- EXCERPTED PASSAGE:
---+---

The Gateway to the Cinema: A Look at the St. Louis Filmmakers Showcase
You don’t have to live in Hollywood to be a filmmaker, actor or actress. Cinema St. Louis’ annual film festival has proven this point since 2000. The St. Louis Filmmakers Showcase has always been a festival centered on films and filmmakers from the St. Louis area or on stories that focus on our beloved city. However, as technology has made it much more accessible for filmmakers to get behind the camera and actors and actresses to get in front, there has been an influx of local talent in this city who see the festival as the first step to showcase their passion.
The 2016 St. Louis Filmmakers Showcase runs from Sunday, July 17 to Thursday, July 21. For those new to St. Louis’ cinematic universe, let’s take a look at what to expect and what events to look forward to this year.
The Historic Home of the Festival
Held in one of the most renowned buildings in the city, The St. Louis Filmmakers Showcase gives filmmakers an opportunity to see their films on one of the biggest and best screens imaginable. The Tivoli Theatre was first built in 1924 and still holds the era’s vintage elegance after all these years. All of the films shown at the festival will take place in the stunning main auditorium through the duration of the festival. And when you leave the auditorium on Thursday night, you can head down Delmar to another historical attraction for the closing night party: The Duck Room at Blueberry Hill. Don’t worry … you won’t be asked to perform Chuck Berry’s iconic “duck walk” to get in the door. The awards ceremony is free to attend and complimentary Kräftig Beer will be available. So, head on down and toast this year’s talent.
Art can be more than just a pretty painting that you hang above your couch—much more, in fact. For some people, artistic expression can open a door to a new chapter in one’s life. The healing power of art plays a central theme in many films at this year’s festival. Three of the films in the “Doc Shorts 2” program on Sunday evening revolve around how art can be a form of therapy. “Maddening: Stitching a Story,” “Other Worlds: Confronting Anxiety Through Art Therapy” and “Renewed” all focus a documentary lens on individuals who have found new lives through the presence of art. Who knows, maybe these films will inspire you to tap into your own creative juices.

---+---

- TASK GOAL:
Continue the article on the St. Louis Filmmakers Showcase after its final sentence.

Stored entries:
---+---

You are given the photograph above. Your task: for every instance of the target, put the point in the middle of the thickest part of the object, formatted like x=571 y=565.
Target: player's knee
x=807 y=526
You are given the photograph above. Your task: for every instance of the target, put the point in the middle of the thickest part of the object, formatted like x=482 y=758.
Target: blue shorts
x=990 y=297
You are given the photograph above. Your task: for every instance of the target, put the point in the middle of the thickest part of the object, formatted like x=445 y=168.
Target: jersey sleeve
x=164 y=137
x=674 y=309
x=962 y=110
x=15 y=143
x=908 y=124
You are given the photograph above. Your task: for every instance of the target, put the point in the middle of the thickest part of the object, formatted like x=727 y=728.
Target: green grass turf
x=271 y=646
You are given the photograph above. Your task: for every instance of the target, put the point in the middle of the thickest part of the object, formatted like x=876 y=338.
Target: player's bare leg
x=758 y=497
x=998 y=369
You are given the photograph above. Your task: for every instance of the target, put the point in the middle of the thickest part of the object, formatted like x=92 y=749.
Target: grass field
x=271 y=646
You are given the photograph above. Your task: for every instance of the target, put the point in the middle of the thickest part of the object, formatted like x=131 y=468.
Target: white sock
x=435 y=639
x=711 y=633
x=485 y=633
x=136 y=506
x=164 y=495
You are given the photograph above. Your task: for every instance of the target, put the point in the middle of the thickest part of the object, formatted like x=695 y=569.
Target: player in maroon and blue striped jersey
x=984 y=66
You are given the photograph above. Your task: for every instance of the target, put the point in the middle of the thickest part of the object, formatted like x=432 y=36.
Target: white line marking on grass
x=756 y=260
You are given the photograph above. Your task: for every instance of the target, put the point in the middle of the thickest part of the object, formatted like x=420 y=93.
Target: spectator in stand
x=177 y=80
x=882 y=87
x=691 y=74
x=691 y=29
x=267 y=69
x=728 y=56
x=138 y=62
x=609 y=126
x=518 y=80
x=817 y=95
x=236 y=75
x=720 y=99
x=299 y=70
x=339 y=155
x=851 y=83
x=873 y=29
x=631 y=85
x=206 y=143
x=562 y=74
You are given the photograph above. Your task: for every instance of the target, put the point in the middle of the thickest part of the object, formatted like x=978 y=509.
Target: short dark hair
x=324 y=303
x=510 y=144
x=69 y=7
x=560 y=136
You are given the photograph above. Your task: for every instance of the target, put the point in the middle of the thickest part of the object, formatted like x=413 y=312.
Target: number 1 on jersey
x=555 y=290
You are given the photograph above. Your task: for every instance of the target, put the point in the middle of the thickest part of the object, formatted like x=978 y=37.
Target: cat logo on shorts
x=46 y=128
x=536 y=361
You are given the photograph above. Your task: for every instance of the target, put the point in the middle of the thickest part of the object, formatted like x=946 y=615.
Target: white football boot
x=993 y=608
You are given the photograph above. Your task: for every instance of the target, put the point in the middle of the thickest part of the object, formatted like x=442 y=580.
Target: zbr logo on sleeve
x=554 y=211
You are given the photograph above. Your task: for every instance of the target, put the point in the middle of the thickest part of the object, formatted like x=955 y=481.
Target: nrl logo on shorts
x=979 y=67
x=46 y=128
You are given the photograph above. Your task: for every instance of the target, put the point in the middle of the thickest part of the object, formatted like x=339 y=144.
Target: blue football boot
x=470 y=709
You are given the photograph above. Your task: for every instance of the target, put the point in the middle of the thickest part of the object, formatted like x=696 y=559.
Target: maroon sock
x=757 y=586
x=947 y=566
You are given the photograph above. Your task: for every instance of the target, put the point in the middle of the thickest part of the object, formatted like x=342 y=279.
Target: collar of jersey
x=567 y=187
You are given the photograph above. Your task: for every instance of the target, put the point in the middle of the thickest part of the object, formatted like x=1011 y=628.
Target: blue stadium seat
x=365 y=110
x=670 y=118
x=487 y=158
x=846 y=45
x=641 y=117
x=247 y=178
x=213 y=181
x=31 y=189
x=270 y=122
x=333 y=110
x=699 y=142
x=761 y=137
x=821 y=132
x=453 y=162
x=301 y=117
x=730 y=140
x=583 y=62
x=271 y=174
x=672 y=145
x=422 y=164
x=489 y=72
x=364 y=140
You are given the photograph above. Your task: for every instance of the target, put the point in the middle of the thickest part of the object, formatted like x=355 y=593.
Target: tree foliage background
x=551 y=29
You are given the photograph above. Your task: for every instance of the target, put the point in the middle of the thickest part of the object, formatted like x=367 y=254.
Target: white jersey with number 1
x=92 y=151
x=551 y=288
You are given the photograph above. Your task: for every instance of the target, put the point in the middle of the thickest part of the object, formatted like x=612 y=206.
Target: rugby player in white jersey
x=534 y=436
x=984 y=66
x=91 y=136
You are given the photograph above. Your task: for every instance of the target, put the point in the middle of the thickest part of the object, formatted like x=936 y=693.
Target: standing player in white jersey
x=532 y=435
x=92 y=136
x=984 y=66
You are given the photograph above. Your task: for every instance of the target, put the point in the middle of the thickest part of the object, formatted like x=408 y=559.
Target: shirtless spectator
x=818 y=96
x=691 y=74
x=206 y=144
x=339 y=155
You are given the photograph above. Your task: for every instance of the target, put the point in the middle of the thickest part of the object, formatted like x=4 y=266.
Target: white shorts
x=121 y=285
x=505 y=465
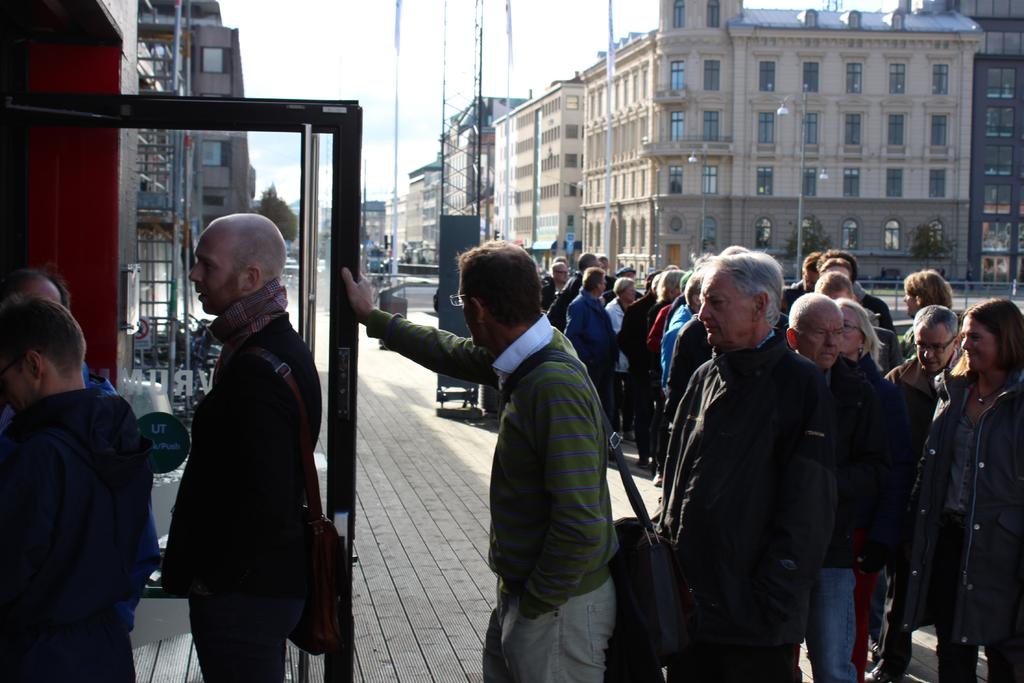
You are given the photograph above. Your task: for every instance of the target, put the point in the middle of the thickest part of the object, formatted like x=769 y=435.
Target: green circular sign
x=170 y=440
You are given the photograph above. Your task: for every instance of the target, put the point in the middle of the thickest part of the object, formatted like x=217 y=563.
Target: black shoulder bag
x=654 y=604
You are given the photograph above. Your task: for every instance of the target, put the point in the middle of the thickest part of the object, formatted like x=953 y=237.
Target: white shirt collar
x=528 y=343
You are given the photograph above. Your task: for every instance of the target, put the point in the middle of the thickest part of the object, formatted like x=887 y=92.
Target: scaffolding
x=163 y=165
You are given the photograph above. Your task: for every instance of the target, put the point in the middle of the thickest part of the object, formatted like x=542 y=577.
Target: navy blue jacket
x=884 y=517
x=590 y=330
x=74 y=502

---+---

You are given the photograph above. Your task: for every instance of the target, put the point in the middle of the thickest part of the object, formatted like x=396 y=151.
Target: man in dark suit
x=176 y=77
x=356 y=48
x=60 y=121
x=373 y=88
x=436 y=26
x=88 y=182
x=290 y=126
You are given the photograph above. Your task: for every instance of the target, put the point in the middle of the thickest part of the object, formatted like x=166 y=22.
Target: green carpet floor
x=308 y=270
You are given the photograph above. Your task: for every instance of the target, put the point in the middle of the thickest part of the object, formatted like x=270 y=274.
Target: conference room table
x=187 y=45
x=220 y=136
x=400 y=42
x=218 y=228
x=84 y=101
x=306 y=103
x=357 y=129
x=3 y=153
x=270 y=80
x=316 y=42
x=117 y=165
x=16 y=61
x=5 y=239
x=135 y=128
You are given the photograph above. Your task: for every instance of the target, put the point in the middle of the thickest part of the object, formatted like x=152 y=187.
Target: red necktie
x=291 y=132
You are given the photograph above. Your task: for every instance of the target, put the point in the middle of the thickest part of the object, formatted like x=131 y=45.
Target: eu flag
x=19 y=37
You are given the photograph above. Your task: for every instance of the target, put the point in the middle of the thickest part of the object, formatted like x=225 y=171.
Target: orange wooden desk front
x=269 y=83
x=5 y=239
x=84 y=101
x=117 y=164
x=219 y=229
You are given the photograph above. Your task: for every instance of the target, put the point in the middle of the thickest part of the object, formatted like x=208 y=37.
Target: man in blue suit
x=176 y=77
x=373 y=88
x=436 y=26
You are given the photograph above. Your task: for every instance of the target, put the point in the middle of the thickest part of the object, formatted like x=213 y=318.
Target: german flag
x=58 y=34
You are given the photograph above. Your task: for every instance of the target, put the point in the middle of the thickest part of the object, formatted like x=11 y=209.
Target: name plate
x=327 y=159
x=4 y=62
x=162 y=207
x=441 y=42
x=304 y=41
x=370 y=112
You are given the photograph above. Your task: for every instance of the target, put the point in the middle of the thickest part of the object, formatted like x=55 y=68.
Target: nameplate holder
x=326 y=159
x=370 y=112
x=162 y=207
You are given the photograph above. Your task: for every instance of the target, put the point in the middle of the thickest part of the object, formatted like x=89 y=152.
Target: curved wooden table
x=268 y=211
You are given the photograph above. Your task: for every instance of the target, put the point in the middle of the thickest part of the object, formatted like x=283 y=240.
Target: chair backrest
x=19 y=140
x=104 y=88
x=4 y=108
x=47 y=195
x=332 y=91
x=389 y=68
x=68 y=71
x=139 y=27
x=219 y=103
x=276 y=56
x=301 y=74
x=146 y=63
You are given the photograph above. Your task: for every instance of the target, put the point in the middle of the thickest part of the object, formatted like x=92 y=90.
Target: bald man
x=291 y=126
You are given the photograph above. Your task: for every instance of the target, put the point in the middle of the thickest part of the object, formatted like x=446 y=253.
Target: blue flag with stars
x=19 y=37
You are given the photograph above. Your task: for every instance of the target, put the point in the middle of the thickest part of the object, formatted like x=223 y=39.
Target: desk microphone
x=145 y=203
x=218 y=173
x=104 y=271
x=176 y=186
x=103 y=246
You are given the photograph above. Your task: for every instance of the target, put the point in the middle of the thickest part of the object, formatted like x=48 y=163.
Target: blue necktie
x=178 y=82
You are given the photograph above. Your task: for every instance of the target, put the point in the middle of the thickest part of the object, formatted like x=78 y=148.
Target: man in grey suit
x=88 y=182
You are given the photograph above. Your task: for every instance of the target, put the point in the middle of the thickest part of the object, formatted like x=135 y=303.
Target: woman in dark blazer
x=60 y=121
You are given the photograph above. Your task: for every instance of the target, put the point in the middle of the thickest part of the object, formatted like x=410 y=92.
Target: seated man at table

---+---

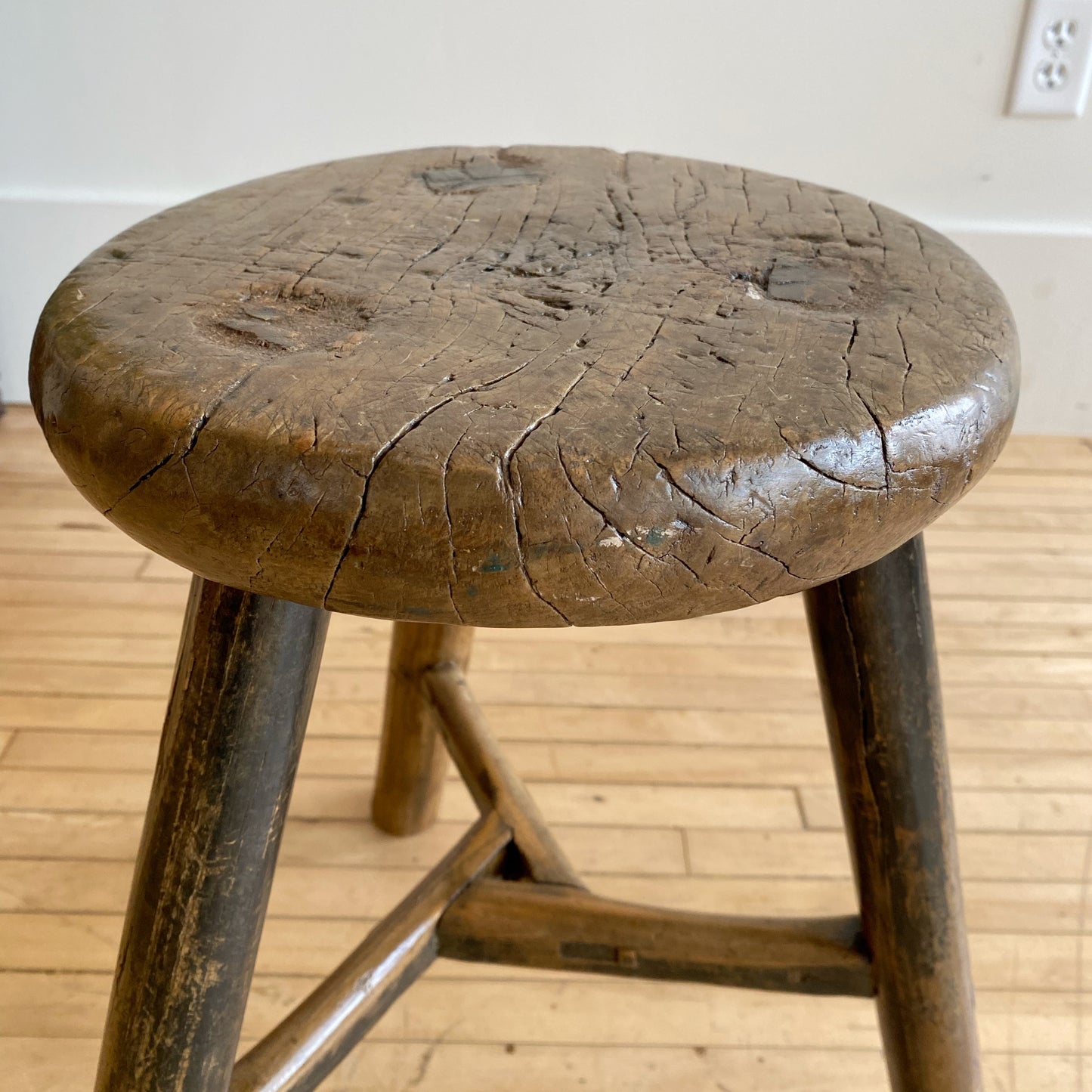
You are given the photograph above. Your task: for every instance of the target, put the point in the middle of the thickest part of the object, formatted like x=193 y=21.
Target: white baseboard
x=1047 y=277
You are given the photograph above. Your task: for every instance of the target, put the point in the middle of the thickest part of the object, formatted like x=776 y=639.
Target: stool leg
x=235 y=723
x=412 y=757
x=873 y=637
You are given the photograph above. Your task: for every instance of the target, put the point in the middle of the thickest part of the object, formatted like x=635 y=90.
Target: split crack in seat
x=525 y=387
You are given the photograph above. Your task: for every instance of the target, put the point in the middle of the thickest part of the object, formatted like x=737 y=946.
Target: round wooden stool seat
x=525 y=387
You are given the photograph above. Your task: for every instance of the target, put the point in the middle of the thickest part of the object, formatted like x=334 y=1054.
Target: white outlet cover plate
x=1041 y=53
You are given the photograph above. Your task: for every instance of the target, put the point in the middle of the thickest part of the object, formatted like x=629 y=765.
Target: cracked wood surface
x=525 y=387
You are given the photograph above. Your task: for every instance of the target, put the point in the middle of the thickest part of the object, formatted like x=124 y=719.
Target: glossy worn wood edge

---+---

- RESPONSE TO THE TASK:
Scary Selections Haunt the Lineup
There is always a program each year dedicated to horror films and thrillers, but this year there will be more spooky offerings haunting the Tivoli than usual. Aside from the 105-minute program on Sunday night, there are two other chilling programs later in the week. On Monday, a man must decide whether to make a bargain with the devil in the feature film “The Tempter.” Then on Tuesday, a 99-minute program entitled “The Dead Zone” will include an adaptation of a Sir Arthur Conan Doyle novella (“The Parasite”), a story of a man who lives in two worlds (“Equidistant”), and a survival story set against the zombie apocalypse (“Dead Nightmare”).
There aren’t many feature-length films in this year’s lineup, and so, it makes it all the more unique that two are directed by women who are making their feature-length debut. Local actress and filmmaker Vanessa Roman presents her years-in-the-making feature “The Importance of Doubting Tom”—a riff on the classic Oscar Wilde play, “The Importance of Being Earnest”—while veteran producer Chelsea Zotta delivers a drama about a man who reevaluates his life after a car accident in “I Miss Me.” It’s always exciting to hear from new cinematic voices; especially from two women in an industry that tends to be more male-driven. “The Importance of Doubting Tom” screens Sunday, July 17 at 6:45 and “I Miss Me” screens Wednesday, July 20 at 7:00.
All 12 of the programs will screen at the Tivoli from July 17-21. The programs range from full-length fiction features and documentaries to multi-film compilations of fiction and documentary shorts. For more information and to buy tickets in advance visit cinemastlouis.org
*Full disclosure: The writer of this article directed one of the short films mentioned.